BRIEF A:
Answer these questions from the text below on SOC estimation with MPNN:
(i) What value is the threshold th set to during network initialization?
(ii) What loss function does the training phase minimize?
(iii) Which layers does the forward pass run through in the deployment phase?

TEXT EXCERPT:
%%

SOC Estimation Framework Based on MPNN
The implementation of MPNN for SOC estimation in a battery energy storage system involves a clear training and deployment pipeline. The process is as follows:
Step 1: Data Collection & Preprocessing. Historical operational data from the battery energy storage system, including voltage, current, temperature, and corresponding true SOC (calculated via high-precision laboratory methods like controlled Ah integration for training), is collected. The data is partitioned into training and testing sets.
Step 2: Network Initialization. Key parameters are initialized: RBF centers $c^3_{kj}$ are spaced evenly across [0,1], widths $b^3_{kj}$ are set to $1/n$, the threshold $th=0.001$, compensation factors $ci_j$ are set to 0, and weights $wi^4_{kj}$, $w^7_j$ are randomly initialized within a small range.
Step 3: Training Phase. The network is trained using gradient descent to minimize the loss function, defined as the Sum of Squared Errors (SSE) between the estimated SOC and the true SOC from the training data:
$$ E = \frac{1}{2} \sum_{i=1}^{N_{\text{train}}} e_i^2 = \frac{1}{2} \sum_{i=1}^{N_{\text{train}}} (S_{\text{LiB},i} – \hat{S}_{\text{LiB},i})^2 $$
The weights $wi^4_{kj}$ and $w^7_j$ are updated iteratively. The learning rules derived via backpropagation are:
$$ \Delta wi^4_{kj} = \eta_{wi^4} \cdot e_i \cdot \frac{Q_{\text{max}}-Q_{\text{min}}}{Q_{\text{max}}} \cdot w^7_j \cdot \left(1 – c_j + \frac{c_j}{m}\right) \cdot \frac{x^6_j}{x^5_j} \cdot f^4_{kj} \cdot w^4_{kj} $$
$$ \Delta w^7_j = \eta_{w^7} \cdot e_i \cdot \frac{Q_{\text{max}}-Q_{\text{min}}}{Q_{\text{max}}} \cdot x^7_j $$
where $\eta_{wi^4}$ and $\eta_{w^7}$ are the learning rates.
Step 4: Deployment/Testing Phase. Once trained, the MPNN model is fixed. Real-time or unseen test data from the battery energy storage system (voltage, current, temperature) is fed through the network’s forward pass (Layers 1 to 8) to generate instantaneous SOC estimates without requiring any battery model.

%%

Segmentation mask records
%%

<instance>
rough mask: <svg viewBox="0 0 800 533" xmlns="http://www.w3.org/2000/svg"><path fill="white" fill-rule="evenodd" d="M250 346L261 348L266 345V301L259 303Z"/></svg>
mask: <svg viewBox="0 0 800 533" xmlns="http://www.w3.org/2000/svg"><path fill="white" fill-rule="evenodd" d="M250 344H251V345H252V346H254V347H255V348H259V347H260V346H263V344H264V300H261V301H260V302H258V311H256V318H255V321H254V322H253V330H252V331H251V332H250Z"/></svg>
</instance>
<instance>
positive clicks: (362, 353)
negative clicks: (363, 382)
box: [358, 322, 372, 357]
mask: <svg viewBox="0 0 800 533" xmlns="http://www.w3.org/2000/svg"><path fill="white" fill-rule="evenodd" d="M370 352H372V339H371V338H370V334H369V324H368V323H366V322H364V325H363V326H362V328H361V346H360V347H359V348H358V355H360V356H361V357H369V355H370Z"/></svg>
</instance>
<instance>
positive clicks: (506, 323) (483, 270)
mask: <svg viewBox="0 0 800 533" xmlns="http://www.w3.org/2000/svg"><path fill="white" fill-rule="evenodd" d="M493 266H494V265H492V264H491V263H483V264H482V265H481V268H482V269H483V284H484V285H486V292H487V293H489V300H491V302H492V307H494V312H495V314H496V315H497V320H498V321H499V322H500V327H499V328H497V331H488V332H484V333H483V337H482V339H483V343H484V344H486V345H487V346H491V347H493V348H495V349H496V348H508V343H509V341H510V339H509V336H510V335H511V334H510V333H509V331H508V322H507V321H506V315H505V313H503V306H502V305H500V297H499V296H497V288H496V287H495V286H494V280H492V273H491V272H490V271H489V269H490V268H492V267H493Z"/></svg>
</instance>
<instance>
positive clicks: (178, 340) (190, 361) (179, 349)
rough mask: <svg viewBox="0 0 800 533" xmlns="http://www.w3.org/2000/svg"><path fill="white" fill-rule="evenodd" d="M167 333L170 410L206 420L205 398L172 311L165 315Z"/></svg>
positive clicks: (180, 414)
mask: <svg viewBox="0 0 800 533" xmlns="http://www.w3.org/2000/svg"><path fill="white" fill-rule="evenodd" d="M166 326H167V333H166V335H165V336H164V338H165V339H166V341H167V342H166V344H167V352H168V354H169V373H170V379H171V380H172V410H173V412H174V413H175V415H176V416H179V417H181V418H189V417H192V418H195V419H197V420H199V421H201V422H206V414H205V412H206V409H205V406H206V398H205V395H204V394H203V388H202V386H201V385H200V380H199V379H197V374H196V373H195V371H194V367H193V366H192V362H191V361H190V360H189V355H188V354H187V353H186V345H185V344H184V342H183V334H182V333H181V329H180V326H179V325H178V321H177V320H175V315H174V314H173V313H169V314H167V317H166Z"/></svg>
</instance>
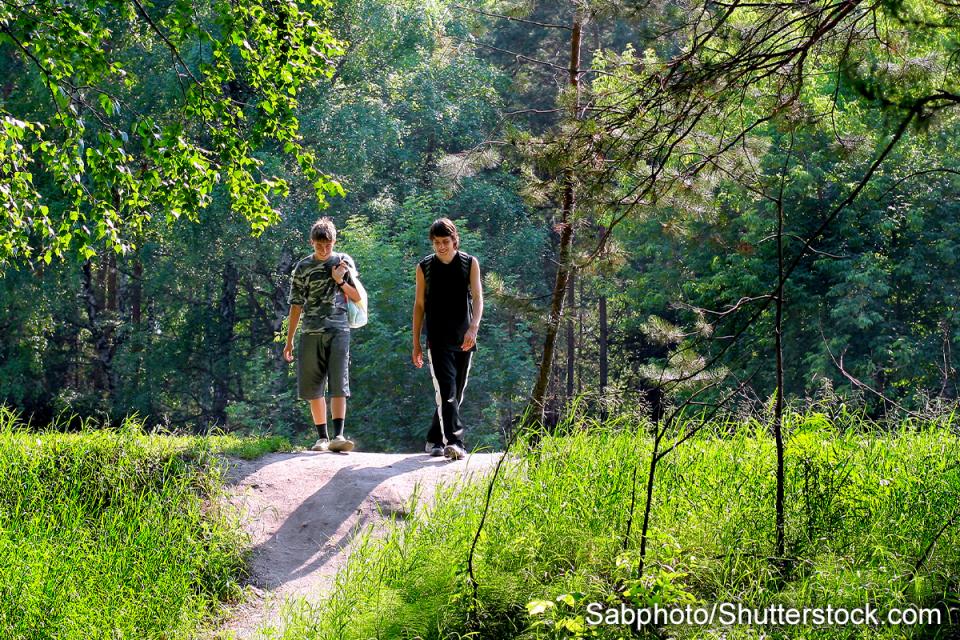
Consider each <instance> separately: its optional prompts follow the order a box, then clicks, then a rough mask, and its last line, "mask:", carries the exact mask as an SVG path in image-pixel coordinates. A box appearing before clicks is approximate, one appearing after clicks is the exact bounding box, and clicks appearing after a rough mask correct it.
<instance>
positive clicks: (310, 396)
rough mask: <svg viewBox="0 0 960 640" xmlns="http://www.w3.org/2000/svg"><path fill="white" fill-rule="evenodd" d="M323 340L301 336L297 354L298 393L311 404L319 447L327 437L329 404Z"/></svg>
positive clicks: (311, 335) (310, 411) (313, 422)
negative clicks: (325, 390)
mask: <svg viewBox="0 0 960 640" xmlns="http://www.w3.org/2000/svg"><path fill="white" fill-rule="evenodd" d="M323 351H324V349H323V340H322V339H321V337H320V336H317V335H314V334H303V335H301V336H300V350H299V352H298V354H297V392H298V395H299V396H300V398H301V399H302V400H306V401H307V402H308V403H309V404H310V415H311V417H312V418H313V424H314V426H315V427H316V429H317V445H314V446H315V447H316V446H318V445H319V442H320V441H321V440H324V439H326V438H328V437H329V436H328V435H327V403H326V400H325V399H324V396H323V394H324V391H325V389H326V382H327V381H326V371H325V365H324V362H323V361H324V357H323Z"/></svg>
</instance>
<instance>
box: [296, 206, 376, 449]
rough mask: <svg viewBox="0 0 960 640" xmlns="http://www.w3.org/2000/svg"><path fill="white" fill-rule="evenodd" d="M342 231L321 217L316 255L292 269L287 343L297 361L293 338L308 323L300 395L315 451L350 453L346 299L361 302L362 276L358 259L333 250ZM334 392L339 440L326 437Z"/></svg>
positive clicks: (300, 363) (335, 424)
mask: <svg viewBox="0 0 960 640" xmlns="http://www.w3.org/2000/svg"><path fill="white" fill-rule="evenodd" d="M336 242H337V230H336V228H335V227H334V226H333V221H332V220H330V218H321V219H320V220H317V222H316V223H314V225H313V227H312V228H311V229H310V244H311V245H313V254H311V255H309V256H307V257H306V258H304V259H302V260H300V261H299V262H298V263H297V265H296V266H295V267H294V269H293V284H292V286H291V287H290V318H289V325H288V328H287V344H286V347H284V349H283V357H284V359H286V361H287V362H292V361H293V336H294V334H295V333H296V331H297V325H298V324H299V323H300V320H301V318H302V319H303V331H302V332H301V336H300V349H299V351H298V353H297V391H298V395H299V396H300V399H301V400H306V401H307V402H309V403H310V413H311V414H312V416H313V423H314V425H315V426H316V429H317V441H316V443H315V444H314V445H313V447H311V448H312V449H313V450H314V451H326V450H328V449H329V450H330V451H342V452H346V451H350V450H352V449H353V441H351V440H349V439H347V438H346V437H345V436H344V435H343V426H344V420H345V418H346V415H347V398H349V397H350V371H349V364H350V326H349V324H348V321H347V299H348V298H349V299H350V300H352V301H354V302H359V301H360V293H359V292H358V291H357V289H356V288H355V286H354V280H353V278H354V277H355V275H356V273H357V269H356V265H355V264H354V262H353V258H351V257H350V256H348V255H347V254H345V253H337V252H335V251H334V250H333V247H334V245H335V244H336ZM328 381H329V391H330V405H331V406H330V414H331V416H332V418H333V428H334V438H333V440H330V439H329V434H328V432H327V401H326V398H325V397H324V392H325V390H326V388H327V386H328Z"/></svg>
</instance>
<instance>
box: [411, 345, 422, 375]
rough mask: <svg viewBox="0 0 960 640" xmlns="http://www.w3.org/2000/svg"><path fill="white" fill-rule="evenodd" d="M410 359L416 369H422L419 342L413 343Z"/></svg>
mask: <svg viewBox="0 0 960 640" xmlns="http://www.w3.org/2000/svg"><path fill="white" fill-rule="evenodd" d="M410 359H411V360H412V361H413V366H415V367H416V368H417V369H420V368H422V367H423V347H421V346H420V343H419V342H416V343H414V345H413V355H412V356H410Z"/></svg>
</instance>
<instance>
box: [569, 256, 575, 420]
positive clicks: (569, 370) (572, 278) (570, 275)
mask: <svg viewBox="0 0 960 640" xmlns="http://www.w3.org/2000/svg"><path fill="white" fill-rule="evenodd" d="M576 279H577V274H576V273H571V274H570V278H569V279H568V280H567V307H568V310H570V311H572V310H573V309H576V307H577V303H576V299H575V297H574V296H575V287H576ZM573 328H574V327H573V313H567V402H569V401H570V400H571V399H572V398H573V389H574V374H575V368H576V359H577V338H576V335H575V334H574V331H573Z"/></svg>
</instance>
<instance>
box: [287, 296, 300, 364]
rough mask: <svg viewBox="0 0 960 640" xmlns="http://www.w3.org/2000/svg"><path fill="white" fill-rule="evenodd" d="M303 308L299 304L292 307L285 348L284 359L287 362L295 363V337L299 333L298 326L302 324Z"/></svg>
mask: <svg viewBox="0 0 960 640" xmlns="http://www.w3.org/2000/svg"><path fill="white" fill-rule="evenodd" d="M302 311H303V307H301V306H300V305H298V304H291V305H290V317H289V318H288V320H287V344H286V346H285V347H284V348H283V359H284V360H286V361H287V362H293V336H294V334H295V333H296V332H297V325H298V324H300V313H301V312H302Z"/></svg>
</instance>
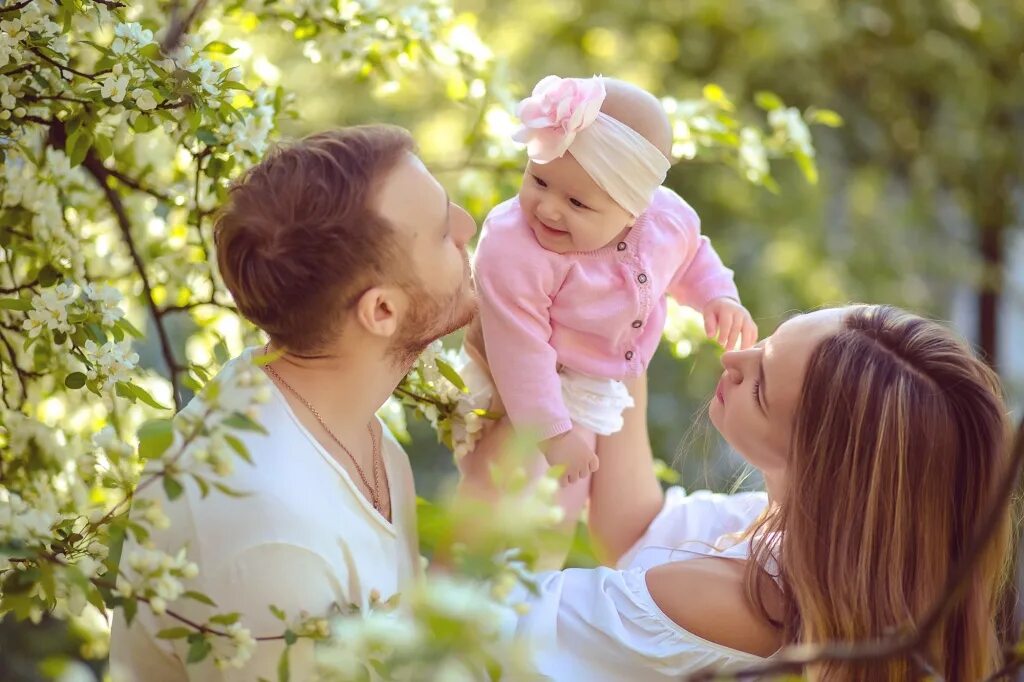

%%

BRIEF B:
Select every line of the records above that contains the word "positive".

EXERCISE RESPONSE A:
(i) 0.001
(ii) The Sum of Squared Errors (SSE) between the estimated SOC and the true SOC from the training data
(iii) Layers 1 to 8

EXERCISE RESPONSE B:
positive clicks: (362, 353)
positive clicks: (506, 323) (483, 270)
positive clicks: (178, 340) (190, 361) (179, 349)
positive clicks: (180, 414)
positive clicks: (310, 396)
positive clicks: (311, 335) (310, 411) (313, 422)
positive clicks: (300, 363) (335, 424)
positive clicks: (569, 370) (572, 278) (570, 275)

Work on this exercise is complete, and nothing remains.